EXERCISE OBJECTIVE: Down to the last line, transcribe the records verbatim and exclude the images.

RECORD EXTRACTS:
━━━━━━━━━━━━━━━━━━━━━━━━━━━━━━
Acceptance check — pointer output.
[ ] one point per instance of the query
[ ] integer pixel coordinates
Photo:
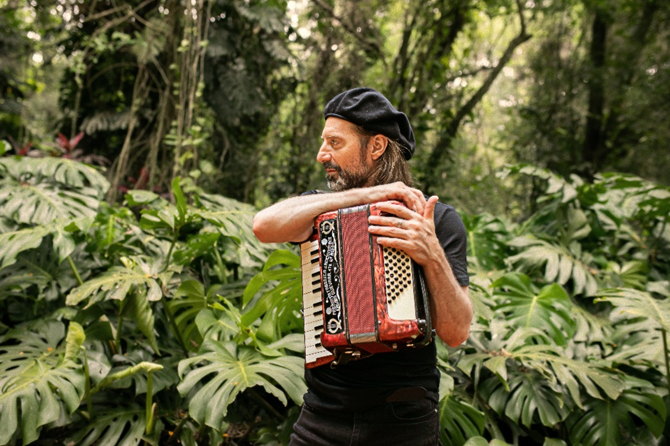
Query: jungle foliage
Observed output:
(159, 320)
(136, 306)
━━━━━━━━━━━━━━━━━━━━━━━━━━━━━━
EXPECTED OUTPUT:
Acceptance check — pointer output.
[ ] one point per instance of the query
[ ] integer pixel coordinates
Photo:
Query: jungle foliage
Observed output:
(159, 320)
(136, 306)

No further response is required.